━━━━━ Data excerpts ━━━━━
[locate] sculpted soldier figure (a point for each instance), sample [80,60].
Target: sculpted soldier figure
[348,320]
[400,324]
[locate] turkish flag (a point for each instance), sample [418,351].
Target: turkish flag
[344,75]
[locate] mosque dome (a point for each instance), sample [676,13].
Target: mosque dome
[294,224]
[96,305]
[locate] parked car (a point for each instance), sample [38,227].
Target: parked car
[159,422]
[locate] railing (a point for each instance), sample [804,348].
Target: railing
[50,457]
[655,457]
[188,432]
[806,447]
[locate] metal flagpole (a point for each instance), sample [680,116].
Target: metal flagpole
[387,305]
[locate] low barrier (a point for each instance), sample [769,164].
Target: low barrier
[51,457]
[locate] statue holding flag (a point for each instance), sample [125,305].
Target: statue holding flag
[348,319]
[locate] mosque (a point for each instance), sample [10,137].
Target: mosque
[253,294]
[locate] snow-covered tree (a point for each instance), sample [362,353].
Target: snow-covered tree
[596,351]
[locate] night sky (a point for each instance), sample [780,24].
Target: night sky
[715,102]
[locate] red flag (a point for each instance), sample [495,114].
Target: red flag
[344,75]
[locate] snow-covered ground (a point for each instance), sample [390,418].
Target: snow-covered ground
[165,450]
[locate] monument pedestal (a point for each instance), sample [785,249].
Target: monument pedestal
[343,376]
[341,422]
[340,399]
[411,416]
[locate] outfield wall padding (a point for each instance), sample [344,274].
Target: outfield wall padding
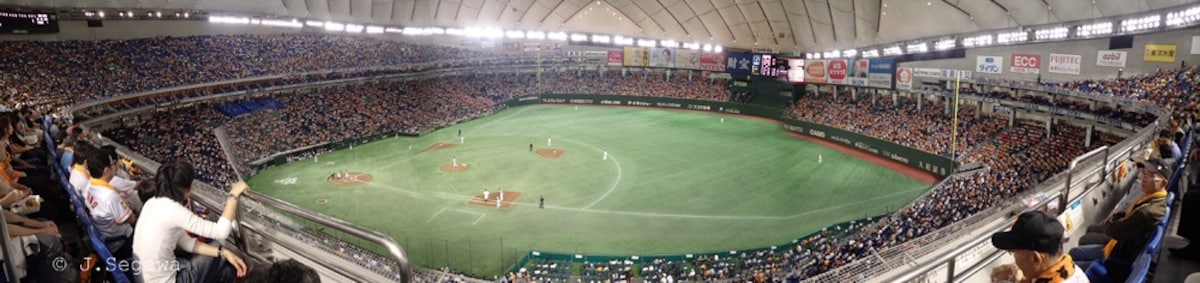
[936,164]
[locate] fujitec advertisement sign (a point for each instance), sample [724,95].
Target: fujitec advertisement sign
[815,71]
[838,71]
[1025,64]
[989,64]
[1065,64]
[1110,58]
[904,78]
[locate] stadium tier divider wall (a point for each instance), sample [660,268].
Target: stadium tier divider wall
[529,257]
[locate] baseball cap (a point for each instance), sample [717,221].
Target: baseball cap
[1153,164]
[1033,230]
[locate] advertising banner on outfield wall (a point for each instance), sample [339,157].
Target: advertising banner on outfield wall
[1110,58]
[1025,64]
[636,56]
[1159,53]
[815,72]
[661,58]
[738,62]
[796,70]
[712,61]
[904,78]
[838,71]
[1065,62]
[687,59]
[616,58]
[879,72]
[989,64]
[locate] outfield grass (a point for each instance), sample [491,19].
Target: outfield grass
[676,182]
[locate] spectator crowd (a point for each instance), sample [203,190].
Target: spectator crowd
[43,77]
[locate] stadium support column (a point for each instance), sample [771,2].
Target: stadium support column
[921,101]
[1049,121]
[1087,139]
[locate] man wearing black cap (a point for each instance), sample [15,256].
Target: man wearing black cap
[1036,245]
[1131,229]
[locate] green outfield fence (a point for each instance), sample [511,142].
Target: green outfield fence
[678,258]
[924,161]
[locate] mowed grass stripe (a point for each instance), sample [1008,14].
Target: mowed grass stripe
[689,184]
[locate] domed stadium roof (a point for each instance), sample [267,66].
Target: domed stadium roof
[783,24]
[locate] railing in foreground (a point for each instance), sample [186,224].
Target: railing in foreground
[264,206]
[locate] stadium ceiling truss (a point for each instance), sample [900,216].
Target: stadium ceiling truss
[784,24]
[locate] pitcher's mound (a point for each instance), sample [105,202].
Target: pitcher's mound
[438,146]
[349,179]
[551,152]
[509,198]
[451,168]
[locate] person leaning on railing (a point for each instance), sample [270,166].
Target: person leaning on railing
[162,229]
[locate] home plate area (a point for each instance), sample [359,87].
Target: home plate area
[509,198]
[349,179]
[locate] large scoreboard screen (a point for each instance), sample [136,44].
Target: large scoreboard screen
[28,22]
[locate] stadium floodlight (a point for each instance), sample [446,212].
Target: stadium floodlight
[535,35]
[281,23]
[893,50]
[623,41]
[1183,18]
[1050,34]
[948,43]
[1012,37]
[1139,24]
[977,41]
[335,26]
[413,31]
[600,38]
[921,47]
[871,53]
[228,19]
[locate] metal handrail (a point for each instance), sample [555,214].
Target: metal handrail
[341,226]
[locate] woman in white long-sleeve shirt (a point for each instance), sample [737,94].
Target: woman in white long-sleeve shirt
[163,226]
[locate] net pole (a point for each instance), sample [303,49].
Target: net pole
[954,128]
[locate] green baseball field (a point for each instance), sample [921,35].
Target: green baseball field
[673,182]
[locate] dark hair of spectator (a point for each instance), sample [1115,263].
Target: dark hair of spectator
[101,158]
[285,271]
[82,150]
[174,180]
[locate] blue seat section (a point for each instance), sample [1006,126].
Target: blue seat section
[244,107]
[1145,263]
[81,210]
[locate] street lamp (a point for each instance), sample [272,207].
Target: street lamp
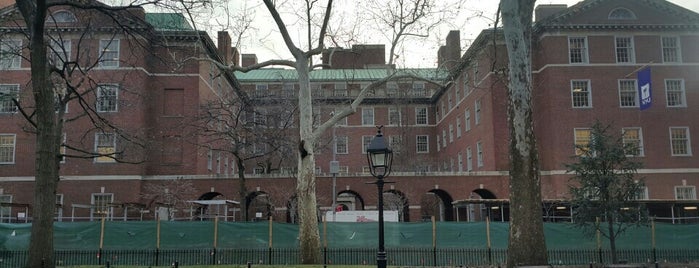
[380,158]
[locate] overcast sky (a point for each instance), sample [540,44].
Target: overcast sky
[266,43]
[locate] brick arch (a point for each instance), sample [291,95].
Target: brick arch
[446,200]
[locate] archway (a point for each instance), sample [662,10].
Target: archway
[396,200]
[437,203]
[350,200]
[258,206]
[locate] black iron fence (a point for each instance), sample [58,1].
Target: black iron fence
[344,256]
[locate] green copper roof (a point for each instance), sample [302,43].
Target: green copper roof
[278,75]
[168,21]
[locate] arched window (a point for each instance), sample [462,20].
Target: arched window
[62,16]
[621,13]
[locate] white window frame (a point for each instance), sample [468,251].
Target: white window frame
[677,95]
[686,192]
[59,50]
[477,109]
[637,141]
[667,49]
[366,139]
[10,54]
[341,142]
[7,106]
[99,144]
[393,115]
[676,142]
[100,104]
[621,50]
[458,127]
[10,146]
[628,92]
[574,48]
[419,117]
[576,93]
[425,144]
[479,154]
[95,208]
[107,47]
[469,159]
[368,116]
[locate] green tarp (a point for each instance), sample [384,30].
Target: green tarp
[256,235]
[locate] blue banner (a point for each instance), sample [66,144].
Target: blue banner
[644,90]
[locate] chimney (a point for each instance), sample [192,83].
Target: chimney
[449,54]
[542,12]
[248,59]
[224,46]
[4,3]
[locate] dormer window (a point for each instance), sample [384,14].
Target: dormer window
[62,17]
[621,13]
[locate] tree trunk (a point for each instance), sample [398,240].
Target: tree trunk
[242,189]
[47,140]
[527,245]
[309,236]
[612,239]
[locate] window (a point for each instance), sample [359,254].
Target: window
[340,90]
[621,14]
[469,159]
[478,112]
[467,120]
[107,97]
[261,90]
[422,144]
[368,116]
[444,138]
[5,211]
[105,147]
[674,93]
[7,148]
[479,152]
[685,192]
[391,89]
[421,116]
[418,89]
[101,206]
[341,122]
[458,127]
[467,88]
[59,52]
[394,116]
[449,101]
[365,143]
[671,48]
[577,49]
[461,162]
[10,54]
[679,141]
[633,141]
[62,16]
[580,91]
[583,136]
[8,92]
[624,50]
[341,145]
[109,50]
[628,93]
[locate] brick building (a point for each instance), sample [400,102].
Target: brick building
[449,129]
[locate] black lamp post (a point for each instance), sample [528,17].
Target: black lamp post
[380,158]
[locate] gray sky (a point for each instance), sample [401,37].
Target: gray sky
[265,41]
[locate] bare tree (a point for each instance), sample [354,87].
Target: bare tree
[56,80]
[526,241]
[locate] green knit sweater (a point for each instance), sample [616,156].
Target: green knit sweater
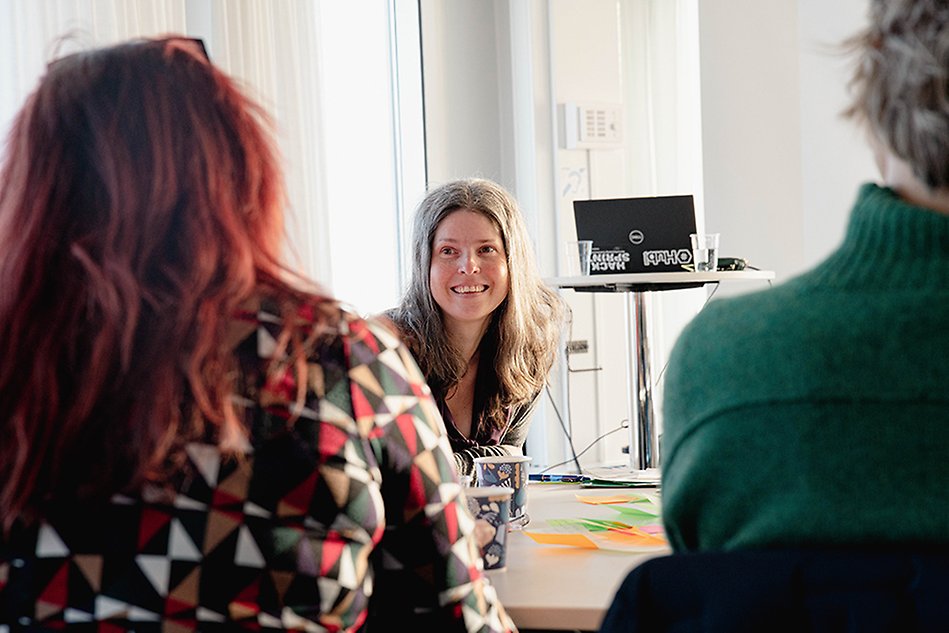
[817,412]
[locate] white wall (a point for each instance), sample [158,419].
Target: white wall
[781,167]
[778,167]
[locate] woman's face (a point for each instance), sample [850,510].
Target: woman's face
[468,272]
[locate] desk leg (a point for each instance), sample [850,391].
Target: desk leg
[643,435]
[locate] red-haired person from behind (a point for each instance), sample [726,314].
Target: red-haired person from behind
[194,437]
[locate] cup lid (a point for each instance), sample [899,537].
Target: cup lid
[502,459]
[489,491]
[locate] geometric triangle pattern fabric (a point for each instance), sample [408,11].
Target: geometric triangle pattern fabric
[296,534]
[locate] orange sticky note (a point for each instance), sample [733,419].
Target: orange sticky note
[599,500]
[572,540]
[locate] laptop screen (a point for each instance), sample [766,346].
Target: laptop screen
[637,235]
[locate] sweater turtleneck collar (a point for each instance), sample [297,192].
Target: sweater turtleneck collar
[890,244]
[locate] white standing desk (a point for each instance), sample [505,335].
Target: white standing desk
[644,437]
[559,587]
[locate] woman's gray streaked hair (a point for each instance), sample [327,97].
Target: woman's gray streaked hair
[528,322]
[901,83]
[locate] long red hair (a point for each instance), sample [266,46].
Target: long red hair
[140,204]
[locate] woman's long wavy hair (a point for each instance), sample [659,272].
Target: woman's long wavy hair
[141,203]
[900,87]
[525,328]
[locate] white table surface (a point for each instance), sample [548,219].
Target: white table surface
[558,587]
[622,280]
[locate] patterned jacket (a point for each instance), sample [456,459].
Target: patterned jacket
[344,514]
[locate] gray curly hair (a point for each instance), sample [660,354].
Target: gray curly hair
[526,327]
[901,83]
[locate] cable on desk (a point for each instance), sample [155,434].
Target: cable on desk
[624,424]
[566,432]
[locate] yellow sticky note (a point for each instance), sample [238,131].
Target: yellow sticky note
[599,500]
[572,540]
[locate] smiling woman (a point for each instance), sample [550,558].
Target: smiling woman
[479,320]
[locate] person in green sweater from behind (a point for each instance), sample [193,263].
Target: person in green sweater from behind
[817,413]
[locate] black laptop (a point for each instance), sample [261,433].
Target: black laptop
[637,235]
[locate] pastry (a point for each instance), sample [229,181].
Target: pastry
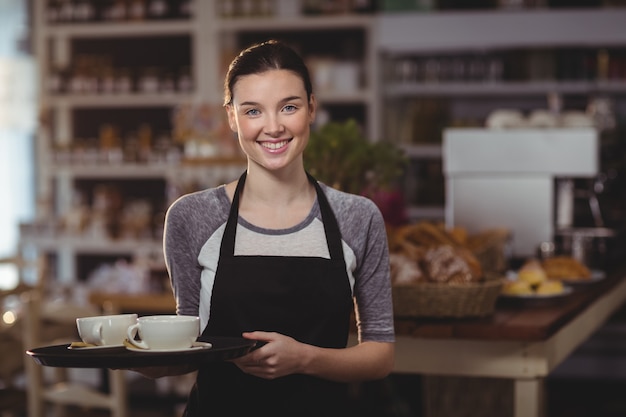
[565,267]
[446,264]
[517,287]
[550,287]
[532,272]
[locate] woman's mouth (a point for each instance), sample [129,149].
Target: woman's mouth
[275,145]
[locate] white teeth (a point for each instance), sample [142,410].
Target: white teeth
[274,145]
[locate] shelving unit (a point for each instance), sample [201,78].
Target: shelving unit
[414,47]
[73,157]
[369,44]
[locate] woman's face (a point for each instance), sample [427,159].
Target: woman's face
[272,117]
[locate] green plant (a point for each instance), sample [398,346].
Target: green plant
[340,155]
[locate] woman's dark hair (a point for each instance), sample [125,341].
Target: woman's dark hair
[262,57]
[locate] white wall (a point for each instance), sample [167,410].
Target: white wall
[17,126]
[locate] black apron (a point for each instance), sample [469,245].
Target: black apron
[307,298]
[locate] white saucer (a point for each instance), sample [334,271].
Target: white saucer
[94,347]
[194,346]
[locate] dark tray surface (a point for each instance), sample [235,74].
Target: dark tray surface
[223,348]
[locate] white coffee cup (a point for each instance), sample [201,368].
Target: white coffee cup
[105,330]
[164,332]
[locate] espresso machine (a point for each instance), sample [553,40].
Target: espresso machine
[524,180]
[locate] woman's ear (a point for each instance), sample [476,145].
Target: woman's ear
[312,108]
[230,111]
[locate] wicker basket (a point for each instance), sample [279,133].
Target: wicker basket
[446,300]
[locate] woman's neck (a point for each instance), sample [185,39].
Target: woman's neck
[276,201]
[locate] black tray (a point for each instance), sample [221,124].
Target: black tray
[223,348]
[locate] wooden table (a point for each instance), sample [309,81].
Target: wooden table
[523,343]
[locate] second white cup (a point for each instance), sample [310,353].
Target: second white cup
[105,330]
[164,332]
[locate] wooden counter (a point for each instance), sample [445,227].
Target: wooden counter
[521,342]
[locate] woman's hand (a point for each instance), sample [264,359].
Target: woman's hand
[280,355]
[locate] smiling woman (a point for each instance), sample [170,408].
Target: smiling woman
[17,122]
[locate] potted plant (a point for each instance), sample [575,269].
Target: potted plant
[340,155]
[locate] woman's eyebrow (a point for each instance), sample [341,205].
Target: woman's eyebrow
[284,100]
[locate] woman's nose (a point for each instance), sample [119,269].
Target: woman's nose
[274,127]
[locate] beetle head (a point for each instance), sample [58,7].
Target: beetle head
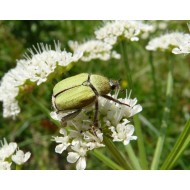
[114,84]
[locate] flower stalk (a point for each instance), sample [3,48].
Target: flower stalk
[165,119]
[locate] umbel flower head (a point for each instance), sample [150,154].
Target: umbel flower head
[175,42]
[94,49]
[7,154]
[130,30]
[79,137]
[35,68]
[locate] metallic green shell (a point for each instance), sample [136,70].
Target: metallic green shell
[75,98]
[69,83]
[101,84]
[70,94]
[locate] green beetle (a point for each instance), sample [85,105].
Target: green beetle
[77,92]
━━━━━
Task requirements:
Please give an exact copy of the entries above, from the line with "[locate] domed stadium" down to the line with "[locate] woman in", inclusive, and nothing else.

Written response:
[locate] domed stadium roof (a point for each instance), sample [267,66].
Target: domed stadium roof
[783,24]
[locate] railing in foreground (a point for each instance), sample [186,224].
Target: railing in foreground
[264,206]
[locate] stadium ceiling truss (a point for each instance), sample [900,216].
Target: stadium ceiling truss
[784,24]
[locate] pitcher's mound (a point for each instance), sample [105,202].
Target: pitcher's mound
[438,146]
[349,179]
[551,152]
[509,198]
[451,168]
[locate] person leaning on railing (a point for each instance), sample [270,166].
Target: person leaning on railing
[162,229]
[locate] home plate area (a point for each instance), sample [359,87].
Target: home plate area
[509,198]
[349,179]
[locate] large scoreboard screen (a point for each instance), sample [136,44].
Target: large scoreboard screen
[28,22]
[locate] stadium floodlight (a point for each instance), sample [446,212].
Target: stadium floodlight
[535,35]
[281,23]
[893,50]
[623,41]
[1183,18]
[1050,34]
[948,43]
[1012,37]
[1139,24]
[977,41]
[335,26]
[413,31]
[600,38]
[921,47]
[871,53]
[228,19]
[locate] metal handrail (a point for each instance), sample [555,214].
Target: metal handrail
[341,226]
[locate] woman in white long-sleeve shirt (a point for each instance), sample [737,94].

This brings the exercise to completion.